• **What you have to do**
Reproduce the material that follows, please, but only from its first line to the line containing "Each instance receives one keypoint. Mark the tire", inclusive.
· · · · · · ·
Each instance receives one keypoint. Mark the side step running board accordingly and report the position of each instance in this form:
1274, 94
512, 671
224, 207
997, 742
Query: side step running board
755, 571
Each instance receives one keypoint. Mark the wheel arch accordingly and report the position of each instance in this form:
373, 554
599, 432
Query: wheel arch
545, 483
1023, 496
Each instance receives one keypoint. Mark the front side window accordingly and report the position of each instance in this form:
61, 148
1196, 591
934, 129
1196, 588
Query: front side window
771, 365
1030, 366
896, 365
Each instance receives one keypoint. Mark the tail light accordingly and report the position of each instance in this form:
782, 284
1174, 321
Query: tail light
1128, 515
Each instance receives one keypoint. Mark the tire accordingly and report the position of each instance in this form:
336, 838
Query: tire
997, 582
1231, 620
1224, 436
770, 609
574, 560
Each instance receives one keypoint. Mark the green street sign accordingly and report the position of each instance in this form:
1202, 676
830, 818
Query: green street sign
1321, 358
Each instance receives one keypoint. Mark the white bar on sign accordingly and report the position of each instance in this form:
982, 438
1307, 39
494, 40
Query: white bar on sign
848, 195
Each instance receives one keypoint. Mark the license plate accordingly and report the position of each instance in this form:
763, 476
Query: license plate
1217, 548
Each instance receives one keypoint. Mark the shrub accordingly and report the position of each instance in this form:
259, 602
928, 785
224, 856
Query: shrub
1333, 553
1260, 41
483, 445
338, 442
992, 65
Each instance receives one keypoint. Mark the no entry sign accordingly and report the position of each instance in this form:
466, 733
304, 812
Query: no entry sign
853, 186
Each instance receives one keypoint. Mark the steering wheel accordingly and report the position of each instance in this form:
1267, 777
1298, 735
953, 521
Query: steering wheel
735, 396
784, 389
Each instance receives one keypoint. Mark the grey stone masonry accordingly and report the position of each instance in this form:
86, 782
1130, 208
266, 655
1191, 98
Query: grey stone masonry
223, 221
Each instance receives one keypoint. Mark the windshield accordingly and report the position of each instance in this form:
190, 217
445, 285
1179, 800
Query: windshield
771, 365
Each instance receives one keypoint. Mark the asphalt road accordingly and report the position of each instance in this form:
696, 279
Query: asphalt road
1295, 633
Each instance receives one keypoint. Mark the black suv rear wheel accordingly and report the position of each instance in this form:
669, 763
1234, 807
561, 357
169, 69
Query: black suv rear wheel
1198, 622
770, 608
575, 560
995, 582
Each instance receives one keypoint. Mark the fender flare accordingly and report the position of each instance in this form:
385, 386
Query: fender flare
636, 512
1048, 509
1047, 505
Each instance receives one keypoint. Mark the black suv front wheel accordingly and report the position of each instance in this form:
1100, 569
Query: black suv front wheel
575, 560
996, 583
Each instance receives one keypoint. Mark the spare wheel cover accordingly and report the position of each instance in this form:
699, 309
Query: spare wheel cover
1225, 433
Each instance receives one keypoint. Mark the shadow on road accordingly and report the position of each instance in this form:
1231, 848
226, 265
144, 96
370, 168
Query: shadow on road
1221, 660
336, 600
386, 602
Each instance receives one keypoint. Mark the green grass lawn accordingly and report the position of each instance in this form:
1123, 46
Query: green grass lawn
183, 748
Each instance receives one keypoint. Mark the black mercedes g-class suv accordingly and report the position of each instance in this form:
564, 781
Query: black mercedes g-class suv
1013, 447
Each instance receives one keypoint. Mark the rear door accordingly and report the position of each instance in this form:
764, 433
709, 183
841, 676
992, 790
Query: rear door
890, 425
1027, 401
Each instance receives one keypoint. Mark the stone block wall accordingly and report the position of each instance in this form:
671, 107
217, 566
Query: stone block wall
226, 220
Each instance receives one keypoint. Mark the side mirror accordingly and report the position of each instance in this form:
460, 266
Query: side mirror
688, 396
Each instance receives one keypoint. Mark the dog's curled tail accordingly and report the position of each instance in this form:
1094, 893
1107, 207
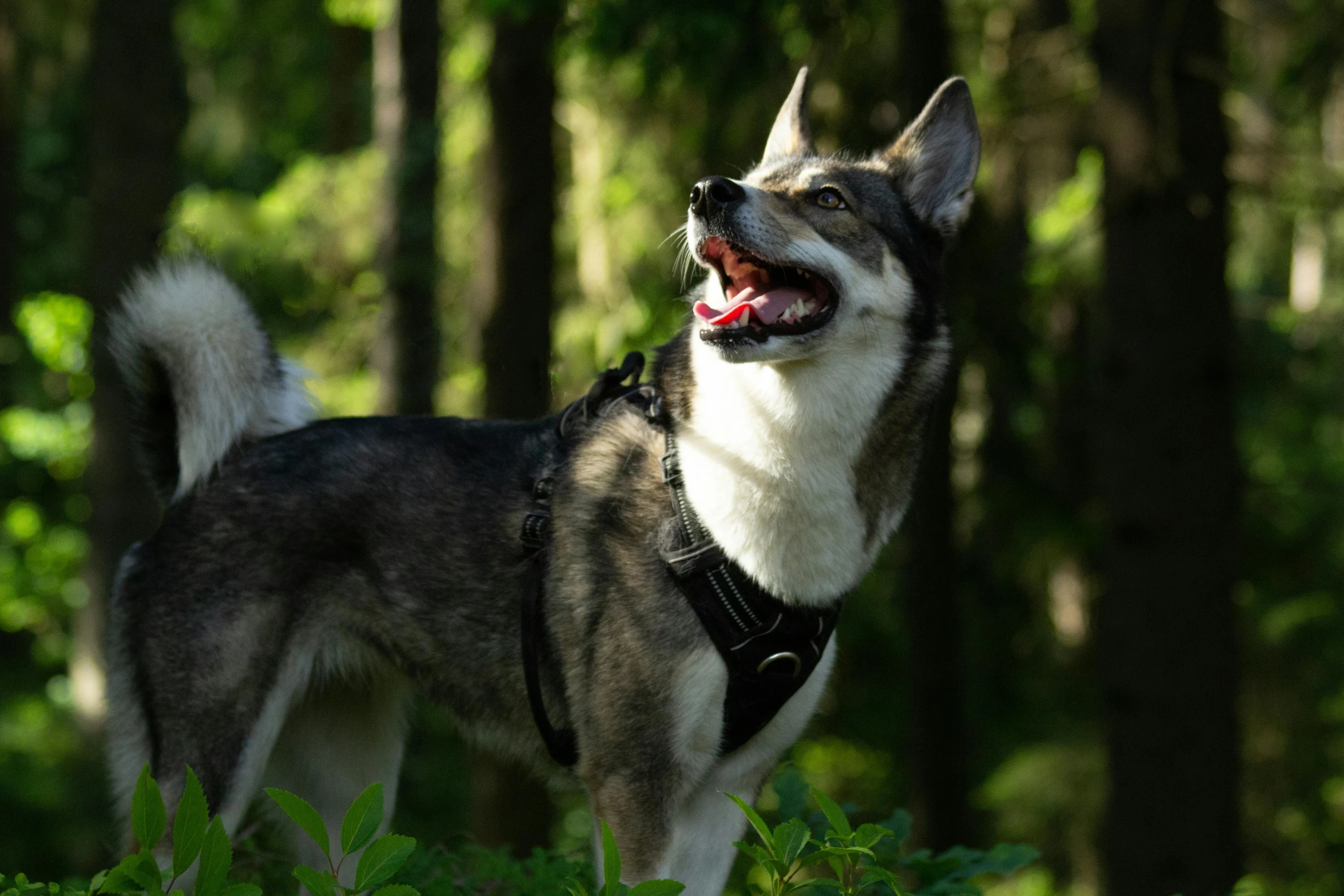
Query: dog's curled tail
202, 374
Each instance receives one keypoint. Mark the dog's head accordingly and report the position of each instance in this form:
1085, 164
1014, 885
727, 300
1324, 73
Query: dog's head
811, 252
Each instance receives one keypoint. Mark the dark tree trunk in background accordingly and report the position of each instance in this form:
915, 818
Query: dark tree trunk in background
350, 51
413, 310
9, 170
933, 605
508, 805
137, 109
516, 341
1166, 628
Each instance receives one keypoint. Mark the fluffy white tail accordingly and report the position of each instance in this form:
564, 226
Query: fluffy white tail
204, 375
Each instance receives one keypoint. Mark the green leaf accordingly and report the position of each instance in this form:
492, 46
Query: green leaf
120, 880
826, 882
382, 859
762, 858
611, 862
317, 883
189, 825
303, 814
397, 890
755, 821
240, 890
822, 855
789, 840
880, 875
148, 817
656, 889
363, 818
145, 872
834, 813
216, 859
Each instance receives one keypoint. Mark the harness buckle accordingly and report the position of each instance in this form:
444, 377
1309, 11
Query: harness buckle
671, 467
536, 525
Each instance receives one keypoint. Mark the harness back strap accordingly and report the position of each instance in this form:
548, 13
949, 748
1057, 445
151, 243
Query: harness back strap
536, 535
769, 647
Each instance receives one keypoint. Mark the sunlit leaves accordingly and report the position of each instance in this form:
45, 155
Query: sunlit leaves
57, 328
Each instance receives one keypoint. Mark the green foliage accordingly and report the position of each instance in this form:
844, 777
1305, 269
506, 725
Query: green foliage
193, 840
862, 860
379, 862
612, 885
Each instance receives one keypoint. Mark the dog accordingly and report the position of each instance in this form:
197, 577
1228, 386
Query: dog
308, 574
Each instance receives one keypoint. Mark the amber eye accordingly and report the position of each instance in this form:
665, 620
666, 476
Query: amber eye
830, 199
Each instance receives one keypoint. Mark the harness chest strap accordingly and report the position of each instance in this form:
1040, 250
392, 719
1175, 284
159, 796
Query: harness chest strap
770, 648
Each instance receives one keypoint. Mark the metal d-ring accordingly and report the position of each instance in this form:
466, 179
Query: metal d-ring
786, 655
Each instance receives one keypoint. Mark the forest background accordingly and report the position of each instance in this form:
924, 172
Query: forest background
1113, 625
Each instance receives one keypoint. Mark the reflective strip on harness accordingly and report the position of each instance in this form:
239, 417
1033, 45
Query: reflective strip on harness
769, 647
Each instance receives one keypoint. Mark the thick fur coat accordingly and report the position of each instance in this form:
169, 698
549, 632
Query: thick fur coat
307, 575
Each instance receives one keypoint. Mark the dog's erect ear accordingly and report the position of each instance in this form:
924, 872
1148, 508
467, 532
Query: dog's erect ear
790, 135
936, 158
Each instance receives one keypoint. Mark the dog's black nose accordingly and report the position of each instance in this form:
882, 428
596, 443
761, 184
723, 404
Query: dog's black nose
714, 194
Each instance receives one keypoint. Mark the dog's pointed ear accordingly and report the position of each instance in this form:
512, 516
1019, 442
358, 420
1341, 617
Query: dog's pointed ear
790, 135
935, 160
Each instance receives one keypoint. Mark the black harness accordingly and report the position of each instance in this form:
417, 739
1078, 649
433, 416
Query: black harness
770, 648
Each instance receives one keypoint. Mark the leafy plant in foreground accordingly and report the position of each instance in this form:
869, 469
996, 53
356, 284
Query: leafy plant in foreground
862, 859
193, 839
381, 860
612, 885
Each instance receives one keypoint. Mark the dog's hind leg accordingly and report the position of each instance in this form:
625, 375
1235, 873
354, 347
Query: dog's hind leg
128, 728
346, 734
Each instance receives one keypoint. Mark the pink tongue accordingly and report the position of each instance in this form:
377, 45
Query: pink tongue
764, 306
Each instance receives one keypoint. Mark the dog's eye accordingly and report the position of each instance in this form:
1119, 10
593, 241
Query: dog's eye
830, 199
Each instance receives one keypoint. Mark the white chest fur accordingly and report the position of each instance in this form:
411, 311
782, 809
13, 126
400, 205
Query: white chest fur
769, 461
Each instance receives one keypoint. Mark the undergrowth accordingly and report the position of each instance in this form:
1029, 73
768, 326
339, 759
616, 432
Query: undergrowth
808, 849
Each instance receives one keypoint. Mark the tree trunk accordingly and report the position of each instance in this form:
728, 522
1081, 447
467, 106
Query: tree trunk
412, 336
516, 341
1167, 464
9, 171
350, 51
510, 806
137, 109
933, 604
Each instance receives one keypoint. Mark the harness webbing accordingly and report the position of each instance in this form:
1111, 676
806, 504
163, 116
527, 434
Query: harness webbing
770, 648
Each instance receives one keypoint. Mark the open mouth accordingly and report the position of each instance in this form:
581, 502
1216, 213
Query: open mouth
764, 298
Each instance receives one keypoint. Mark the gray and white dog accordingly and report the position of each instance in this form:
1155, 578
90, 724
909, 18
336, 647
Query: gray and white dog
308, 574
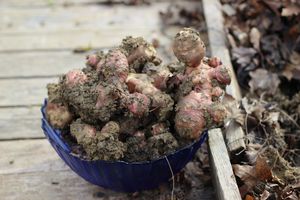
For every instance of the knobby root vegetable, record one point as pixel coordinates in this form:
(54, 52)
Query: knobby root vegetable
(201, 86)
(188, 47)
(58, 115)
(103, 145)
(125, 104)
(162, 103)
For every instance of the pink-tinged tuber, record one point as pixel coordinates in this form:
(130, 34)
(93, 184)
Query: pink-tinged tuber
(162, 103)
(139, 52)
(188, 47)
(103, 144)
(138, 104)
(123, 104)
(58, 115)
(93, 59)
(75, 77)
(200, 88)
(114, 67)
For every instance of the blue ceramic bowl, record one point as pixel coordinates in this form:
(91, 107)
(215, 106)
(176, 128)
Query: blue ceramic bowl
(120, 175)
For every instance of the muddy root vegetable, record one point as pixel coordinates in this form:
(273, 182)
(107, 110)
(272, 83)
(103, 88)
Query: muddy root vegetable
(54, 93)
(138, 104)
(93, 59)
(160, 145)
(138, 52)
(75, 77)
(188, 47)
(136, 148)
(162, 103)
(114, 67)
(103, 145)
(159, 74)
(58, 115)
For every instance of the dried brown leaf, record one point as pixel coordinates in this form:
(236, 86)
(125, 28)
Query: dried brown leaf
(290, 10)
(292, 70)
(263, 81)
(246, 173)
(249, 197)
(265, 195)
(255, 37)
(262, 169)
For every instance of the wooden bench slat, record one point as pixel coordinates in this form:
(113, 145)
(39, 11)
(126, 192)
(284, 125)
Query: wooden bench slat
(20, 123)
(26, 156)
(58, 185)
(51, 3)
(222, 171)
(235, 139)
(23, 92)
(50, 63)
(91, 17)
(71, 39)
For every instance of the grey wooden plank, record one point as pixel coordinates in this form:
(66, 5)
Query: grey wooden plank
(20, 123)
(224, 179)
(234, 139)
(58, 185)
(217, 41)
(26, 156)
(92, 17)
(20, 92)
(41, 3)
(39, 63)
(31, 170)
(71, 39)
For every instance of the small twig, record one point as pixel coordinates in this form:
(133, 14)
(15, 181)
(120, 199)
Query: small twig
(173, 179)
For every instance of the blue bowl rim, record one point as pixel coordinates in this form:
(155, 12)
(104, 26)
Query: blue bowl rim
(57, 132)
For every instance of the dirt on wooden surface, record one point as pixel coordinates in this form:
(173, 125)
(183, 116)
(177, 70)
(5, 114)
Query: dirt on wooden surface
(264, 40)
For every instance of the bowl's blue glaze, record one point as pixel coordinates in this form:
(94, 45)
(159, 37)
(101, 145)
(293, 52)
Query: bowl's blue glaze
(120, 175)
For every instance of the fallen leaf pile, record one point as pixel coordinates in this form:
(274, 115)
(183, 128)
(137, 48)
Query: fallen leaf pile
(263, 34)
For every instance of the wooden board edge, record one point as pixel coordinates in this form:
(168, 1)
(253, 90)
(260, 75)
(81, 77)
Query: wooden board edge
(223, 177)
(235, 139)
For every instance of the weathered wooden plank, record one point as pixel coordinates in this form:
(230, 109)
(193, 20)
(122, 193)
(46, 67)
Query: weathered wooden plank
(92, 17)
(20, 92)
(224, 179)
(31, 170)
(20, 122)
(41, 3)
(25, 156)
(217, 41)
(58, 185)
(72, 39)
(235, 139)
(49, 63)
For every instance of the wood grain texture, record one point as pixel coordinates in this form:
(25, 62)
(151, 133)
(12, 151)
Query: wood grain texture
(49, 63)
(58, 185)
(31, 170)
(26, 156)
(51, 3)
(20, 123)
(23, 92)
(224, 179)
(62, 40)
(91, 17)
(235, 139)
(217, 41)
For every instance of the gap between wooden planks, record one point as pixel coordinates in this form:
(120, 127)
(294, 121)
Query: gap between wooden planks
(235, 138)
(224, 179)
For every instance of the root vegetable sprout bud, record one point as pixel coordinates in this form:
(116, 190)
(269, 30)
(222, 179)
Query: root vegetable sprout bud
(126, 105)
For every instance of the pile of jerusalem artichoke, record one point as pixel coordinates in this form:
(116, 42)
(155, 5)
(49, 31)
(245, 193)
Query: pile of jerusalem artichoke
(127, 105)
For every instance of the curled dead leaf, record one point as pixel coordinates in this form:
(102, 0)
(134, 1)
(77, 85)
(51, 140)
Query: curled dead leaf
(255, 37)
(262, 169)
(263, 81)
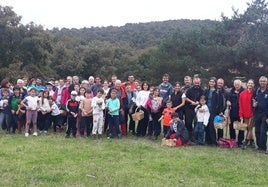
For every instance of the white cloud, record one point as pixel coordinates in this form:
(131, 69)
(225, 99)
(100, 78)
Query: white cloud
(87, 13)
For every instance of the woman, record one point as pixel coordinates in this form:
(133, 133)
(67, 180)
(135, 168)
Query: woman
(246, 112)
(214, 103)
(141, 101)
(178, 99)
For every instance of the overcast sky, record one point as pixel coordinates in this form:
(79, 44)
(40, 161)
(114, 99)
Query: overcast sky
(87, 13)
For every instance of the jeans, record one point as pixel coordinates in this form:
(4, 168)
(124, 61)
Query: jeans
(199, 131)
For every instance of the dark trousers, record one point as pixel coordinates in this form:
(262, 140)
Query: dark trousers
(143, 124)
(113, 121)
(14, 122)
(189, 119)
(55, 122)
(71, 126)
(199, 131)
(261, 130)
(156, 123)
(86, 125)
(43, 121)
(240, 137)
(210, 137)
(128, 116)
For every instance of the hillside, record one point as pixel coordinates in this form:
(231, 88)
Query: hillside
(139, 36)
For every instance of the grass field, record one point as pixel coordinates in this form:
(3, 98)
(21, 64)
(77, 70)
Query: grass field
(56, 161)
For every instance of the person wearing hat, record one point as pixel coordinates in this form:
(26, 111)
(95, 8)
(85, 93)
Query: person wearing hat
(72, 108)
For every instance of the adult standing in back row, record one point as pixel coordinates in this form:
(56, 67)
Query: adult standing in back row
(260, 103)
(192, 100)
(166, 89)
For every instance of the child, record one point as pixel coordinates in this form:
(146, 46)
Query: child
(31, 104)
(98, 107)
(72, 108)
(113, 106)
(5, 110)
(21, 112)
(177, 131)
(14, 101)
(166, 116)
(44, 113)
(202, 115)
(55, 114)
(154, 104)
(86, 114)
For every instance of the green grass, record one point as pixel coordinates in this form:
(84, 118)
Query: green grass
(56, 161)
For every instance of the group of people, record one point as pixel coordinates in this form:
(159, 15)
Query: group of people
(183, 112)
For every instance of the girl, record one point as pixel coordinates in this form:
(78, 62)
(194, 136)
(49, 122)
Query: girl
(246, 112)
(55, 114)
(141, 100)
(154, 104)
(178, 99)
(14, 101)
(44, 113)
(31, 104)
(79, 98)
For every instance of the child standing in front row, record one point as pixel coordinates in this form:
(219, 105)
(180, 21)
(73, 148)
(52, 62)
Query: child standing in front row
(166, 116)
(55, 114)
(86, 114)
(31, 104)
(202, 115)
(113, 106)
(177, 131)
(98, 107)
(72, 108)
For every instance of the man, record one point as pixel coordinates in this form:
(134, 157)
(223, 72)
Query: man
(98, 85)
(91, 82)
(121, 95)
(192, 100)
(187, 84)
(260, 103)
(166, 89)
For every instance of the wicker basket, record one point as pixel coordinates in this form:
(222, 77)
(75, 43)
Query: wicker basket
(220, 125)
(138, 115)
(239, 125)
(168, 142)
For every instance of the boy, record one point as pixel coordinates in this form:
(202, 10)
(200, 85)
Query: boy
(72, 108)
(166, 116)
(98, 107)
(86, 114)
(202, 115)
(113, 106)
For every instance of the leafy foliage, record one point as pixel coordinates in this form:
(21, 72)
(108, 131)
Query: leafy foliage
(235, 46)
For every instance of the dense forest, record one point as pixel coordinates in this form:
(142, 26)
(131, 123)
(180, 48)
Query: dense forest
(232, 47)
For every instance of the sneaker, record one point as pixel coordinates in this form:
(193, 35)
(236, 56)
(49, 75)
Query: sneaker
(119, 136)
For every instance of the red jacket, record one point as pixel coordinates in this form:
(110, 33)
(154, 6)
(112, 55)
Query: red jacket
(245, 104)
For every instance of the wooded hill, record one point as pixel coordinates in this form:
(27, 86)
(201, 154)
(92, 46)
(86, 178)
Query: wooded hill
(235, 46)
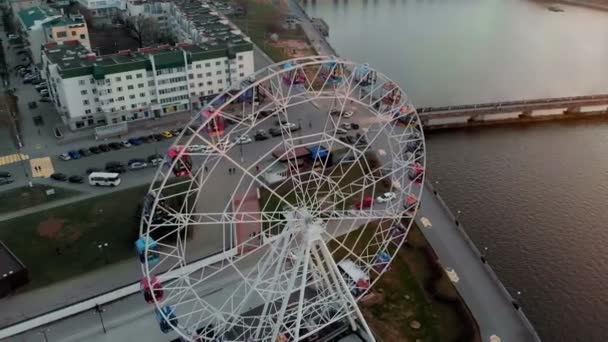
· · · · · · ·
• **Exercise solution**
Each instance receives one keypoint. Mark the side step running board accordingly and report the position of each instance in this form:
1274, 94
512, 671
224, 207
997, 742
Query: side step running board
755, 571
Each instance receives one keypoint. Mark the wheel arch accordingly and report the position of each instance in this form:
373, 554
599, 432
Query: wheel arch
545, 483
1023, 496
Each instance receives one keypoint. Mark the front side window accordingly and report the position of each instance in this form:
61, 148
1196, 591
934, 129
1196, 588
Query: front side window
771, 365
1030, 366
896, 365
Each instance receives one keypoint. Mark the tail light accordingly and report the position of each instance in this form:
782, 284
1174, 321
Query: tail light
1128, 515
Each instance receives one keypoint. Mark the tire accordingly and report the position of each instance in this form:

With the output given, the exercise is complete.